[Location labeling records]

- - -

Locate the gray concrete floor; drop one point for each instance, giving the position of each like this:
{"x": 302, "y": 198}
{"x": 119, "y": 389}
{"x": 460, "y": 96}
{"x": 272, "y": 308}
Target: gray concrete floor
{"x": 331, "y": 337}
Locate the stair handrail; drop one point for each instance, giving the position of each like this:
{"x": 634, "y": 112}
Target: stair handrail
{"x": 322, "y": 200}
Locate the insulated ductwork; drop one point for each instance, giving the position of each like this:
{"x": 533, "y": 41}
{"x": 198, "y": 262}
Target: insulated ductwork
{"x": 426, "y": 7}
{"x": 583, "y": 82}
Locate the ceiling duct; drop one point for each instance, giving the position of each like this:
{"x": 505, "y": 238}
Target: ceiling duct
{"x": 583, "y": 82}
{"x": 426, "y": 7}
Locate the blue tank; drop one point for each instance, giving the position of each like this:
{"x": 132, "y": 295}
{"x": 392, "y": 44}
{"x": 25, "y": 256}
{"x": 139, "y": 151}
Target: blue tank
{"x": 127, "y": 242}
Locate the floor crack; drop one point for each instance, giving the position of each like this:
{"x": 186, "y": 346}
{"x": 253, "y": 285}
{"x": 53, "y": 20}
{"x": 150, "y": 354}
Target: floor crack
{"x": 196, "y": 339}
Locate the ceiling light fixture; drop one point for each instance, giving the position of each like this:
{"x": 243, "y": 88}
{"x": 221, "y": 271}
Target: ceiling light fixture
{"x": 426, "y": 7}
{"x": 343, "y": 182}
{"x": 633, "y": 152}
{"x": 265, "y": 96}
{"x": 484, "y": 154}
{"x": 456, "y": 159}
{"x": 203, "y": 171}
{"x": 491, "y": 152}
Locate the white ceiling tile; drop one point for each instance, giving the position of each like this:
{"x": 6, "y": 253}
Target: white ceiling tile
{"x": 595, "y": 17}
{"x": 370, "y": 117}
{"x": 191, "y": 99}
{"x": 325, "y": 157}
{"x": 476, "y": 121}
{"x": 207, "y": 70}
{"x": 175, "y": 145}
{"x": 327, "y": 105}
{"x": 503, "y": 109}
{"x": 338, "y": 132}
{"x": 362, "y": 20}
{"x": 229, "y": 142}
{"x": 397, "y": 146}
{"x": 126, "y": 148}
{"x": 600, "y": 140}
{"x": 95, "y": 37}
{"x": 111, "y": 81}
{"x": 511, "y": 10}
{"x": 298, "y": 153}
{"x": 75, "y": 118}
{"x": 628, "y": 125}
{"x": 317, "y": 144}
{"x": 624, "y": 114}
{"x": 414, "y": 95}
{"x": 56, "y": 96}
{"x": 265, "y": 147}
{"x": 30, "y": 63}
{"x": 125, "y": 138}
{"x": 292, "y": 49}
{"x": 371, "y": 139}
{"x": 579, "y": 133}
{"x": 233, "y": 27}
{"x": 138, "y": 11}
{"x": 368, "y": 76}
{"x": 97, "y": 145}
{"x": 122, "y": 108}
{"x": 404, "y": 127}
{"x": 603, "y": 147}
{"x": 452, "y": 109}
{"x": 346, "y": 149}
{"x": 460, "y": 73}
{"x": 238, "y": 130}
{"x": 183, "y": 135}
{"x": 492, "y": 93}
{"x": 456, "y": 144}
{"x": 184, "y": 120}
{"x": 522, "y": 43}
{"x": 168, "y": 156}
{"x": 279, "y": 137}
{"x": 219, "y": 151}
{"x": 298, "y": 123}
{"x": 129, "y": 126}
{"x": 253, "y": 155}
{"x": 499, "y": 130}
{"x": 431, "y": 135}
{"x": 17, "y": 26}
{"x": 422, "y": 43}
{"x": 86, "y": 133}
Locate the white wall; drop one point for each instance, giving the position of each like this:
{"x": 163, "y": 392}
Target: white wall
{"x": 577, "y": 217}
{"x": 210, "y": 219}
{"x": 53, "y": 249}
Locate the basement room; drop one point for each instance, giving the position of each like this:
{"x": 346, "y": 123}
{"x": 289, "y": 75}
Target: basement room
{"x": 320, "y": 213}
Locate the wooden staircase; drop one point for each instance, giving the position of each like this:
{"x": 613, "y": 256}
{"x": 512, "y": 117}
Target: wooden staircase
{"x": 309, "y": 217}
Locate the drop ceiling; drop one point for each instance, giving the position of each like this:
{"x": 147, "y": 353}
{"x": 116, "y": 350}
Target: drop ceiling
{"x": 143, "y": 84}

- - -

» **Set exercise**: Render the lines of the listing as a numbered list, from the line containing "Locate the drop" through the end of the listing. Leave out any blank lines.

» **Solution for this exercise**:
1. Locate the drop ceiling; drop one point for each instance, giving the position of each like this:
2. {"x": 147, "y": 353}
3. {"x": 116, "y": 350}
4. Target: drop ceiling
5. {"x": 143, "y": 84}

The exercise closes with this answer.